Available data:

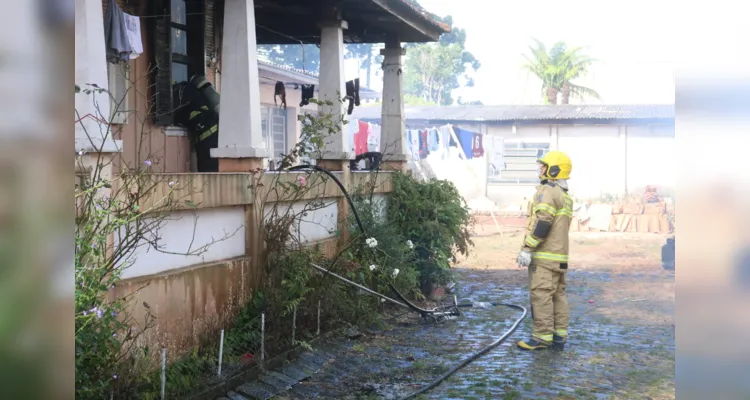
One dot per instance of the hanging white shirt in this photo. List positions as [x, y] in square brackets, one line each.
[133, 29]
[373, 138]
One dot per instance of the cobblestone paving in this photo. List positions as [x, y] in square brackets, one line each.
[621, 344]
[619, 347]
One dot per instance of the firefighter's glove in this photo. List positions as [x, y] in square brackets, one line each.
[524, 258]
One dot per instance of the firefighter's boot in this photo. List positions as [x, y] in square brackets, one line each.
[558, 342]
[533, 344]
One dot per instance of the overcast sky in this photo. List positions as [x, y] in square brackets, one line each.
[633, 42]
[639, 43]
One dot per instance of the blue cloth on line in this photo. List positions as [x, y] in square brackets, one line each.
[433, 139]
[466, 139]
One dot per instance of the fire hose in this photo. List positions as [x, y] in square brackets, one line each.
[436, 313]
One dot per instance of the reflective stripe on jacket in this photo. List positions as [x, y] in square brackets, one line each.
[550, 203]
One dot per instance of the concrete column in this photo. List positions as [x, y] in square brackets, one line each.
[332, 87]
[622, 135]
[241, 145]
[554, 137]
[393, 141]
[92, 131]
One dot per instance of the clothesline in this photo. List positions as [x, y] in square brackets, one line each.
[421, 143]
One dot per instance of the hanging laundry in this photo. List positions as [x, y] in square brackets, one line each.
[413, 136]
[445, 139]
[433, 139]
[308, 92]
[351, 130]
[466, 140]
[423, 150]
[279, 91]
[360, 138]
[133, 27]
[117, 42]
[477, 149]
[352, 94]
[373, 138]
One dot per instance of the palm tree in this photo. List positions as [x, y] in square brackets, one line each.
[557, 68]
[541, 64]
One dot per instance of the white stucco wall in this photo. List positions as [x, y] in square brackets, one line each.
[598, 159]
[319, 223]
[608, 160]
[651, 158]
[188, 231]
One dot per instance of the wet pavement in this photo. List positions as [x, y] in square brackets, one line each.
[621, 346]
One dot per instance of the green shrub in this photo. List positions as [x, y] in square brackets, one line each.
[436, 219]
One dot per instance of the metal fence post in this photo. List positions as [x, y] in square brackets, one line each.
[294, 323]
[221, 351]
[163, 373]
[262, 336]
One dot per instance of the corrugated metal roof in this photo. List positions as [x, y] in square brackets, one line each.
[428, 16]
[508, 113]
[304, 77]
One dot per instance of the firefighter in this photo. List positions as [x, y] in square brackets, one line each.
[545, 253]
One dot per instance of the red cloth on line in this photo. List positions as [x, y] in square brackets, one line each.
[477, 149]
[360, 138]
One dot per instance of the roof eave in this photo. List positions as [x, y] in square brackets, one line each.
[429, 32]
[567, 121]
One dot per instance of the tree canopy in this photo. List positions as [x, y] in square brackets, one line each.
[557, 68]
[433, 70]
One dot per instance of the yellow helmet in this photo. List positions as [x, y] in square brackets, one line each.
[558, 165]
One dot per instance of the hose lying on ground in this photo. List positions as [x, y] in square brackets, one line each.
[406, 303]
[474, 356]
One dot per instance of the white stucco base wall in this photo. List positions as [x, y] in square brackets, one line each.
[608, 160]
[216, 233]
[319, 223]
[598, 160]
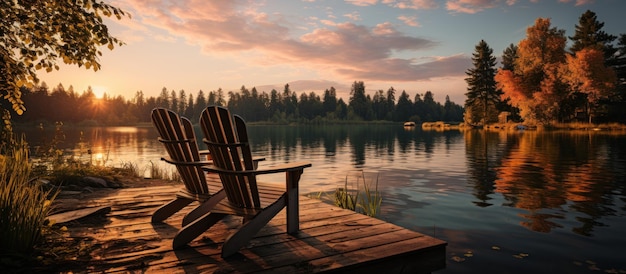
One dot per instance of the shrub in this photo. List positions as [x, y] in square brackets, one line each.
[24, 205]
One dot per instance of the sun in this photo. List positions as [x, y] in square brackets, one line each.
[99, 91]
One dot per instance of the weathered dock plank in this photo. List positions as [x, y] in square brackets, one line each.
[331, 240]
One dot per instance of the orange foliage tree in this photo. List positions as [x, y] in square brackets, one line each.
[535, 85]
[586, 73]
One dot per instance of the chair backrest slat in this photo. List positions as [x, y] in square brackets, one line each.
[177, 135]
[227, 139]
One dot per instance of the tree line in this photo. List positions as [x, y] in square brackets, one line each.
[286, 106]
[542, 82]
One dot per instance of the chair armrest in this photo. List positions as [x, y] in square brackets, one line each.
[274, 169]
[201, 163]
[195, 163]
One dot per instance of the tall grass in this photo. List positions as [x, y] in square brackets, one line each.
[366, 201]
[24, 205]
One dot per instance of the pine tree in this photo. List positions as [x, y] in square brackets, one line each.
[482, 95]
[589, 35]
[509, 55]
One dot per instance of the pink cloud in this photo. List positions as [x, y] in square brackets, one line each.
[578, 2]
[362, 3]
[409, 20]
[413, 4]
[349, 50]
[470, 6]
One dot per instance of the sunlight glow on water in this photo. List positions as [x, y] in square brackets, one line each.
[514, 202]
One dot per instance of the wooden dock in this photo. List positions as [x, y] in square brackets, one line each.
[331, 240]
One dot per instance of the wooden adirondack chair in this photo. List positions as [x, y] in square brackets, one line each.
[227, 139]
[177, 135]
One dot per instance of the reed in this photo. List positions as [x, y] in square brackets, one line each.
[24, 204]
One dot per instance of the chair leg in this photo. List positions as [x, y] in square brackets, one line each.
[247, 231]
[204, 207]
[195, 228]
[167, 210]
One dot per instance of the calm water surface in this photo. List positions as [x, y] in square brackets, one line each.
[516, 202]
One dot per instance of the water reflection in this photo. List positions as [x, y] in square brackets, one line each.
[559, 196]
[547, 175]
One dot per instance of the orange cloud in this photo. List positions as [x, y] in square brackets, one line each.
[349, 50]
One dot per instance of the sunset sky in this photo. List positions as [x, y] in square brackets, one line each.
[414, 45]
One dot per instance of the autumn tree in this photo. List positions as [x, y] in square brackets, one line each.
[535, 85]
[35, 34]
[482, 95]
[509, 57]
[588, 34]
[586, 74]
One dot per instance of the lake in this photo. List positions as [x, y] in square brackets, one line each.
[506, 202]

Exercise aim: Set down every line of the entries above again, exactly as written, but not the pictures.

Exercise answer:
One dot per instance of the hanging white shirt in this photo. List positions as [x, y] in square brackets, one line each.
[133, 29]
[373, 138]
One dot per instance of the cobblestone paving in this photo. List positions as [x, y] in square brackets, one line each.
[621, 344]
[619, 347]
One dot per instance of the firefighter's glove in this photo. List positions as [x, y] in square brackets, one line each.
[524, 258]
One dot per instance of the firefighter's boot in this photo. List positions as [x, y] in square brackets, one line each.
[558, 342]
[533, 344]
One dot per instance of the overcast sky in this photo. List positions as [x, y] in square brackets, one line each.
[633, 42]
[639, 43]
One dot per instance of the blue cloth on line in this photo. List positions as [x, y] in square brackets, one line each.
[433, 139]
[466, 139]
One dot per instance of the fire hose in this photo. List positions as [x, y] in square brackets, one line each.
[436, 313]
One dot per instance of the reflective stripe on jacket in this photo. List positions as [x, y] in square brackets, one line each.
[550, 203]
One dot per instance of the concrete column in this photo. List positions as [x, y] in square brackets, one line each.
[332, 87]
[622, 135]
[241, 145]
[554, 137]
[393, 141]
[92, 131]
One dot per instance of the clothesline in this photo. List positions as [x, y] in square brackets, one line each.
[421, 143]
One dot per instance of the hanging laundry in this photo. List positions as [x, y] in square brackets, one line each.
[413, 136]
[445, 139]
[433, 139]
[308, 92]
[351, 130]
[466, 140]
[423, 150]
[279, 91]
[360, 138]
[133, 27]
[117, 42]
[477, 149]
[352, 94]
[373, 138]
One dot per instance of the palm tree in this photo. List positions as [x, y] in square brackets, one line each.
[557, 68]
[541, 64]
One dot per instance of the white stucco wall in this photo. List positions as [x, y] in square brackets, one line each.
[598, 159]
[319, 223]
[608, 160]
[651, 158]
[188, 231]
One dot per instance of the wet pavement in this photo. List positions as [x, y] in square brackets, one line each.
[621, 346]
One dot per instance of the green shrub in this photo. List positions as [x, y] in square brackets, one line each.
[436, 219]
One dot per instance of the metal fence post in this photo. List positions as [x, y] in square brackets, one line each.
[294, 323]
[221, 351]
[163, 373]
[262, 336]
One dot per instance of the corrugated metal roof in this photo. List positions as [x, y] in square brackets, one line each.
[428, 16]
[508, 113]
[304, 77]
One dot per instance of the firefighter in this photo. List positions as [x, y] in square brackets, one line each.
[545, 253]
One dot per instance of the red cloth on line in this photo. List positions as [x, y] in square brackets, one line each.
[477, 149]
[360, 138]
One dot per instance of the roof eave in this photo. List positions as [x, y] in square brackets, one line each.
[429, 32]
[567, 121]
One dot per instance of the tree canopy in this photo. List positions as [x, y] in square brackets, one line each.
[557, 68]
[433, 70]
One dot per instance of the yellow helmet in this photo. List positions as [x, y] in square brackets, one line each.
[558, 165]
One dot per instance of the hose lying on ground in this photo. List positions as [x, y] in square brackets, one line each.
[406, 303]
[474, 356]
One dot per instance of the white stucco base wall in this photo. List positions as [x, y] in square brackets, one line each.
[608, 160]
[216, 233]
[319, 223]
[598, 160]
One dot per instance of the shrub in this photo. List positions as [x, y] in square brackets, one line each.
[24, 205]
One dot per instance of the sun in this photo. List positions as [x, y] in square brackets, one line each.
[99, 91]
One dot per instance of the weathered dock plank in this photo. List positions as [x, y] in square brackets, one line each.
[331, 240]
One dot per instance of the orange foliage tree in this photo. List positions as [x, y] in square brackets, one line each.
[535, 85]
[586, 73]
One dot per instance of the chair backrest slat in this photo. List positions as [x, y] in square brackets, one line each.
[177, 135]
[227, 139]
One dot per instance of the tree line in this photo. List positions as [x, y] in square brackets, one line each.
[286, 106]
[542, 82]
One dot per instance of the chair armrest in this photo. List positions as [x, y] in square brackets, one line each.
[274, 169]
[201, 163]
[195, 163]
One dot per instance of the tall grass in this photo. List positions as [x, y] in square brackets, one line each.
[366, 201]
[24, 205]
One dot per instance of the pine tree in this photo. List positions as [x, y] in square brackets, one line each.
[482, 95]
[589, 35]
[509, 55]
One dot per instance of the pink cloud in this photo. List positions as [x, y] in square brackets, one line each.
[578, 2]
[362, 3]
[409, 20]
[413, 4]
[349, 50]
[470, 6]
One dot per instance of the sunlight glow on water in this photo. List positions as [x, y] in square brackets, one line each.
[514, 202]
One dot per instance of the wooden dock in this photo. List positions as [x, y] in square brackets, one line each.
[331, 240]
One dot per instance of the wooden adirondack chair in this photo. List positions as [x, y] in square brackets, one line each.
[227, 139]
[177, 135]
One dot per instance of the reed in this photo. List positions as [x, y] in square brackets, one line each.
[24, 204]
One dot per instance of the chair leg in this photo. List positions as [x, y] in square brackets, one line each.
[247, 231]
[204, 207]
[195, 228]
[167, 210]
One dot per instance of the calm water surface in this photo. List positions as [x, y] in square brackets, one line each.
[516, 202]
One dot per instance of the water reflection in this photo. List positions as [x, y] in square brackets, one line each.
[559, 196]
[547, 175]
One dot per instance of the orange cloud in this photo. List positions as [x, y] in square brackets, one line each.
[349, 50]
One dot per instance of the sunset sky in this photo. List positions as [x, y] in square brackets, one line each.
[414, 45]
One dot per instance of the autumn tree in this photo. List positions as [x, y] in square brackets, one line each.
[535, 85]
[35, 34]
[482, 95]
[509, 57]
[588, 34]
[586, 74]
One dot per instance of the lake in this photo. List positions as [x, y] in square brackets, one line each.
[506, 202]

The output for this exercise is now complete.